Today I am so grateful for history: those who have gone before and made so many sacrifices so that we can live the way we do, and also for college kids who became family for me and Dave so many years ago❤️

Isn’t it crazy to look back and realize how things have unfolded over the years?

Like, how could I have known as that little 21 year old that my mission would change my life so much?

Or how that one boy with the best smile upstairs from my college apartment would become my husband?

Or how my college roommates, that I got matched up with in such random ways, would become so dear? (One was a neighbor on my study abroad in Jerusalem and the others she had met freshman year).

See these people in our college apartment all those years ago?

I adore them.

Little did I know way back then how life would keep us together in many ways.

All of us girls trying to sort out boys, my friend Tom (not in the picture), told me Dave had a crush on me when we all lived in that same apartment complex…which in turn made me realize I should probably take note of that cute tall guy upstairs.

Now, all these years later, Denny and Nichole (on the right in the picture above), got called to be mission leaders in Iowa, (I wrote all about that back HERE), and Tom and Melissa (not in the picture, but Tom was Dave’s roommate), have joined them to serve as missionaries for a year.

We got to go visit for a quick day and a half under the canopy of all that end-of-fall glory…

…amongst the cornfields of Iowa.

So fun to see their new world (including Nauvoo filled up with so much church history…getting to that) just glowing with all the goodness happening there.

They are pretty much rocking it over there.

When you get called as Mission Leaders you could get called to anywhere in the whole wide world.

And when these guys got their call to Iowa I don’t think any of us knew how beautiful that spot is!

It’s funny because Tom and Melissa wanted to go and serve as missionaries with Denny and Nichole no matter where they got called, and it just so turned out that the mission includes part of Tom’s mission from back when he was a teenager. So interesting how things turn out! These two are rocking it as well!

Despite Dave and I asking to be put to work to help during our visit, all four of them cleared their schedules and rearranged so that we could just be together, driving and exploring their new stomping grounds as we talked through the world.

We drove through Amish country in a town called Kalona.

We went to the bakery, so interesting to think about how we over-complicate things so much in life!

▸ Data section:
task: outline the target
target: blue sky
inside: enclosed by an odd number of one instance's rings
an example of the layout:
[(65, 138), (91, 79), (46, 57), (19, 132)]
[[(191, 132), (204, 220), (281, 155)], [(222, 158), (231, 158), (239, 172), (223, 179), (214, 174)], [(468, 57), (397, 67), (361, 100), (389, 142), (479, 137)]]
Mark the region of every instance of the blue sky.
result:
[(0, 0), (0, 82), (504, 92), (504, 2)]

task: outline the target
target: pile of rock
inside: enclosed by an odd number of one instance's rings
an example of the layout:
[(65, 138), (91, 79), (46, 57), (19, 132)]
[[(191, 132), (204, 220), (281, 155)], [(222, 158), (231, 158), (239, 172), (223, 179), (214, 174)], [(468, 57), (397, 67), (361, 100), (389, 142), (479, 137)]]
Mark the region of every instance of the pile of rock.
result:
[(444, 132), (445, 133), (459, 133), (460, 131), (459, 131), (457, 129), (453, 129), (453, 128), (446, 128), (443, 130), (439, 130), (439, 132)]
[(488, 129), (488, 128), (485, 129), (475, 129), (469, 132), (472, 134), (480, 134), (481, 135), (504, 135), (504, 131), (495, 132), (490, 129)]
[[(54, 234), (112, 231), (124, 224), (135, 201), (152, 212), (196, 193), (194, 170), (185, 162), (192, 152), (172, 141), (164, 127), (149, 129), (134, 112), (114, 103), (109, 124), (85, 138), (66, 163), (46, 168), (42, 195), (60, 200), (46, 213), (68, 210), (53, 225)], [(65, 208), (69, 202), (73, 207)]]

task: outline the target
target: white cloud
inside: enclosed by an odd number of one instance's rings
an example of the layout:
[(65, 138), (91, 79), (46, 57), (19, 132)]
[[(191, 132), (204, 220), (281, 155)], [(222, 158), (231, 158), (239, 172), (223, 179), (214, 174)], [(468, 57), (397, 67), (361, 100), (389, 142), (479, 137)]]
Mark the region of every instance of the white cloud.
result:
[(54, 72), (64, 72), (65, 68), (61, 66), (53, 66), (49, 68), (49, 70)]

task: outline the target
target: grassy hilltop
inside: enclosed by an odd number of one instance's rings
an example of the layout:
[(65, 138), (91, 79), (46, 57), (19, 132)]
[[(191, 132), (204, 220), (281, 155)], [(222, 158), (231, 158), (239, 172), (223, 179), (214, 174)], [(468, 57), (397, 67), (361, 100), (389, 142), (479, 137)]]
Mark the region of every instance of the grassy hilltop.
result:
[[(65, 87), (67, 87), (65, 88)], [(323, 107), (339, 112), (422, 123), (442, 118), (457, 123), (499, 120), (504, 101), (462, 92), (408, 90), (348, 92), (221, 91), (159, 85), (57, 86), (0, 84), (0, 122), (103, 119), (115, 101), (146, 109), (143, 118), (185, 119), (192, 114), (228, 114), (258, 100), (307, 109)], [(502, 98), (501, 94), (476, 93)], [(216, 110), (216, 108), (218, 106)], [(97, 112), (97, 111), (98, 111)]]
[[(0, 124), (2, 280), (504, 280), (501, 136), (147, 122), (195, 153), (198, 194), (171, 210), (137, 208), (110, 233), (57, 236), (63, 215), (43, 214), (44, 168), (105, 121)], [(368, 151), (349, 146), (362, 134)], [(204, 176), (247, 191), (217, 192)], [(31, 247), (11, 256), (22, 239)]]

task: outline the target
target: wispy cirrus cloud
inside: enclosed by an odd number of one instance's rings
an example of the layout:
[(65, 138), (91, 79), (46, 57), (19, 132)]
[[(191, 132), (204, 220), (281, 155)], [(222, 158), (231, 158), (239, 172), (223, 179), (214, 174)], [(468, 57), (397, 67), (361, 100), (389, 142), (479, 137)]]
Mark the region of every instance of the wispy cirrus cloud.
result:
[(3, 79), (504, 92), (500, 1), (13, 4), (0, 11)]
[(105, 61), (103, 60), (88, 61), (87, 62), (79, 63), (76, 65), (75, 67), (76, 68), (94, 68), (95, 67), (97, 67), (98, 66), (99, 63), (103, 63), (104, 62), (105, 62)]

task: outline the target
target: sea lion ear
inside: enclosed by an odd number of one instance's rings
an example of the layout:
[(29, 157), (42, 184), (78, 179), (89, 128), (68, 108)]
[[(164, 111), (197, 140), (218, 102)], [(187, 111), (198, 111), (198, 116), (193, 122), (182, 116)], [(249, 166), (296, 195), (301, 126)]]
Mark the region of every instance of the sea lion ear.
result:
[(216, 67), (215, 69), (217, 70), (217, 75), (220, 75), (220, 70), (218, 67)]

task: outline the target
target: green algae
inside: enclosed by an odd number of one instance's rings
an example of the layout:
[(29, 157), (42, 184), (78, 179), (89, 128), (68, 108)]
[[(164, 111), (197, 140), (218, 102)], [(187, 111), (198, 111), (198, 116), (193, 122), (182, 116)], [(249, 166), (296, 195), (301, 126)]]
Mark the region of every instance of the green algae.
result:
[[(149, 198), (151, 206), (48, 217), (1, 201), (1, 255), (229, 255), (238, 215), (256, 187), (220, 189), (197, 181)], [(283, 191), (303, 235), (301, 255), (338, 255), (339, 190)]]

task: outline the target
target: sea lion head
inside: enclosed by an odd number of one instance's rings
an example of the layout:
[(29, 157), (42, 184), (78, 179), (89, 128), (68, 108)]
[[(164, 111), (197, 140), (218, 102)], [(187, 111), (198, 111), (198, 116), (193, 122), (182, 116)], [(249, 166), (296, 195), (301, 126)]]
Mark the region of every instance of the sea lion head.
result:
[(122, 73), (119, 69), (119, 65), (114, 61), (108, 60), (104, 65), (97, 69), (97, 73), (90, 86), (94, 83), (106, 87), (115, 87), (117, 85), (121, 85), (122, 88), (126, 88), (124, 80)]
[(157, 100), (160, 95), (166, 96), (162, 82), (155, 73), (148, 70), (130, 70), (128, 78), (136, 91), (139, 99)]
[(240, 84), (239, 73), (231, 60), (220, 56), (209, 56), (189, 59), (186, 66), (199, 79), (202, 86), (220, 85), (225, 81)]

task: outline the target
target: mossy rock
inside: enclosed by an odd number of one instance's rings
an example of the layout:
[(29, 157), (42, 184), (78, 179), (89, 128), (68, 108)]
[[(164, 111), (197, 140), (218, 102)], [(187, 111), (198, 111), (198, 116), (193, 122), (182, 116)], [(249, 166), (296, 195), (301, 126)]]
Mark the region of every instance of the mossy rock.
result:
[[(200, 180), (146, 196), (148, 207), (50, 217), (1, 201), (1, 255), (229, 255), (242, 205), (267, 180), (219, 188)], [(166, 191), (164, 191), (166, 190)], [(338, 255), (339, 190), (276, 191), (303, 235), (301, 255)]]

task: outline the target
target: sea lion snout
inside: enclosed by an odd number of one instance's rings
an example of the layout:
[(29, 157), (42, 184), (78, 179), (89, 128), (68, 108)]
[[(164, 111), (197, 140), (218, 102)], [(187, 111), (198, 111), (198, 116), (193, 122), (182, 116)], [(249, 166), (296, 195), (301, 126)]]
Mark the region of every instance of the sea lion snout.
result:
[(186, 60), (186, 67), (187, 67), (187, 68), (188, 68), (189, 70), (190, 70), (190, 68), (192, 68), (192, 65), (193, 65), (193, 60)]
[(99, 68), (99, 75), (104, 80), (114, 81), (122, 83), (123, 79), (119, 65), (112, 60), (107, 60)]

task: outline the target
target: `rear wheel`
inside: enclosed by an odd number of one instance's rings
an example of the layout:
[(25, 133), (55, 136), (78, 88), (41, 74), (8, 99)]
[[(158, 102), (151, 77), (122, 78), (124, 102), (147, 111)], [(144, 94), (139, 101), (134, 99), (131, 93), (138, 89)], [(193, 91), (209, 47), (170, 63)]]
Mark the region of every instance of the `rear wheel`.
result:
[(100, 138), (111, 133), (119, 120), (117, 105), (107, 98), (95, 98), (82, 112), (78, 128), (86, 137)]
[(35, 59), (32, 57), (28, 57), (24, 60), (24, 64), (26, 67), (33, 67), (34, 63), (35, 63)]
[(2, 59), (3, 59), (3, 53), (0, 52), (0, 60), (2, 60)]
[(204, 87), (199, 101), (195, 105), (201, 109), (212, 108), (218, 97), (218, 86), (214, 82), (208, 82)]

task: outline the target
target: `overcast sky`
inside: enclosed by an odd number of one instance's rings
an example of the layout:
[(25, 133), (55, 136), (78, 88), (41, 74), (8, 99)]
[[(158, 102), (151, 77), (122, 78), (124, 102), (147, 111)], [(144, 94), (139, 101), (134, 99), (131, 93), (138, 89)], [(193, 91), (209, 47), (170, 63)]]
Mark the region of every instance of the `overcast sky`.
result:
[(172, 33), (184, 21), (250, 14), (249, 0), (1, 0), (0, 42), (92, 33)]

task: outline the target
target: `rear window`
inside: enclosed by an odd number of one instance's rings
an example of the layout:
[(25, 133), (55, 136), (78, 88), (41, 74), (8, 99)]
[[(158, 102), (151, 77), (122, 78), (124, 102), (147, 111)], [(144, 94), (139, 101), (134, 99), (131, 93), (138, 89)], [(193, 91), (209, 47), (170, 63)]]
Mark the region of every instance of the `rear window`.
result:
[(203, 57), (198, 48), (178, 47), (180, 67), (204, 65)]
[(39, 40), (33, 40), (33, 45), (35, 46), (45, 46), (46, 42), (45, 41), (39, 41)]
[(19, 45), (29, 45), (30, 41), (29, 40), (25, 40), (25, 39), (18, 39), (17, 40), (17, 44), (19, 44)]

▸ Problems to solve:
a: Output the stretch of the blog post about visiting college friends in Iowa from "Isn’t it crazy" through "those years ago?", copied exactly.
b: Go on with the blog post about visiting college friends in Iowa, picking up after its last sentence.

▸ Per-task answers:
a:
Isn’t it crazy to look back and realize how things have unfolded over the years?

Like, how could I have known as that little 21 year old that my mission would change my life so much?

Or how that one boy with the best smile upstairs from my college apartment would become my husband?

Or how my college roommates, that I got matched up with in such random ways, would become so dear? (One was a neighbor on my study abroad in Jerusalem and the others she had met freshman year).

See these people in our college apartment all those years ago?

b:
I bought this sign to take home and put on my desk to try to remind me:

We stopped in Burlington to walk “Snake Alley” which was in Tom’s mission:

It’s like Lombard Street in San Francisco, but I think even more curvy…”five half-curves, two quarter-curves and drops 58 feet over a distance of 275 feet.”

Pretty cool…read more HERE.

Mississippi River:

Our next stop:

Carthage Jail

(Please know this is not a comprehensive history of all these places we visited, I don’t have a lot of time today, but I so encourage anyone to look things up if they want more information! a good place to start is HERE)

In all my years of growing up as a member of the Church of Jesus Christ of Latter-Day Saints, I have never visited church history sites. So I was grateful for the opportunity to visit this spot where the Prophet Joseph Smith was jailed and then killed by an angry mob in 1844.

We learned so much.

I know there is so much controversy around Joseph Smith out in the world, but this place gave me such an appreciation for that time of life, and for him and his friends who stuck right by him. And for all that he did to bring us the beliefs and beauty we enjoy in church today.

This is the room where he was shot and fell through the window, after his brother was shot through the door:

…and the window he fell from.

To read more about Carthage Jail, click HERE.

I am determined to finish “Saints,” which details so much of this so I can grasp it even deeper.

If you’re interested in brushing up on your own knowledge of the history of the church, you can find that (and other volumes too), over HERE.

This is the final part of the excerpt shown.